Aim: Reproduce every one of the following entries word for word, with no changes.

Provided records:
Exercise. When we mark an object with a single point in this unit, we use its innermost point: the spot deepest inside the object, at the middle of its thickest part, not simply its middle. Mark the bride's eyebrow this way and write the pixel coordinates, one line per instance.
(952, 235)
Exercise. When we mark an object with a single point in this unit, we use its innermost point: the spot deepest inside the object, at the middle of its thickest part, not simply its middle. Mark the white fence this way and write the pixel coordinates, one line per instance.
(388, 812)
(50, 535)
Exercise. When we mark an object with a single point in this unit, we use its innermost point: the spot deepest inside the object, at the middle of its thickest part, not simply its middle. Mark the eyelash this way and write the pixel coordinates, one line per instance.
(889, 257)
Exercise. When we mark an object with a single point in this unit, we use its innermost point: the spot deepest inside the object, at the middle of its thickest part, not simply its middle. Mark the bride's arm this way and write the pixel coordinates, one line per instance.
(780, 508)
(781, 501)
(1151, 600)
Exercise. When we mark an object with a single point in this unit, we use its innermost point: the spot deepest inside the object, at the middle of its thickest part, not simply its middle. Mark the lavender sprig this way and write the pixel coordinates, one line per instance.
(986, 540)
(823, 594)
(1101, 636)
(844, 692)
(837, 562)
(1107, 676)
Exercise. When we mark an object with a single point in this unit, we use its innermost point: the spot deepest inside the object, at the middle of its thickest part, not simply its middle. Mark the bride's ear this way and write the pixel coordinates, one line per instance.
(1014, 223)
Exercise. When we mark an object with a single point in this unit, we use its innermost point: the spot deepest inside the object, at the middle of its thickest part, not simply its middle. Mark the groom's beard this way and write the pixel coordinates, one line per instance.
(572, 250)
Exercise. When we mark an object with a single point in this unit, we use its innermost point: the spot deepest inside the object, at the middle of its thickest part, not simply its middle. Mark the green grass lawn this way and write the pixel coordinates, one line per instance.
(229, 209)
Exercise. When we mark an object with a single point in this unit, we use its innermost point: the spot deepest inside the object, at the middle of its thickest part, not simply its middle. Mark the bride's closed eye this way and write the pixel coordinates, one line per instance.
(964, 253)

Task solution:
Exercise. When we mark an object with a single point in this unit, we use its innermost point: the spot deepest inside the object, at the middle of its thickest part, not simply its middle. Mark the bride's eyebrow this way and write the pixel coordinates, one line per instance.
(952, 235)
Exercise. When we mark an object with a single point in this unit, we use its innermost point: the spot deepest inside the object, at the middle of its thickest part, not simply its middle. Mark the white fence this way and write the pixel coordinates, one line per instance.
(388, 812)
(50, 535)
Exercise. When we mark an object with a single point in this unit, we use its innermost point: the spot deepest inside the object, at the middle of its thickest part, not simply its middle. Mark the eyelash this way and write the pixel coordinates, one line per instance.
(889, 257)
Exercise. When we mark an object with a single point in this unit, we use its innermost point: the spot deepest inside the object, at the middle of its thickest part, not simply its middle. Mark the bride's arm this way and write the pixel coordinates, one line per instance.
(780, 508)
(781, 501)
(1151, 600)
Exercise. When we mark an object with a single point in this unit, we use its innermost point: the spot deepest inside the object, at the middle of its thickest part, not simply its middle. Mark the lavender sprig this way and write the pixel coordinates, one line per instance.
(986, 540)
(823, 594)
(1101, 636)
(844, 692)
(837, 562)
(1107, 676)
Exercise. When we mark an object with a single point in this unit, we use its innermost point: the spot deepest inside the object, at the middle of its thickest part, not simply its middle. Mark the bride's ear this way and write the pixel coordinates, one line per instance.
(1014, 223)
Exercise. When we mark an object with a single point in this unit, we use its innermost point: the spot deepest inside the object, at the middle of its thickest part, not simply its middle. Mark the groom's beard this way and write the pixel coordinates, one line per instance.
(572, 250)
Exercise. When we mark an object with a single point in this unit, we use its innermost point: the spot deepest inside the object, at the middle of its thickest part, not simply its middle. Mark the green grass lawn this way and write the pixel coordinates, one line per instance.
(229, 209)
Exercise. When we mark an object with a single point in this unit, we use its innermost point: the spot deepest inside the object, at the middle of its thickest part, not simply its middle. Mark the bride's closed eye this way and write the pixel coordinates, one line per instance.
(964, 253)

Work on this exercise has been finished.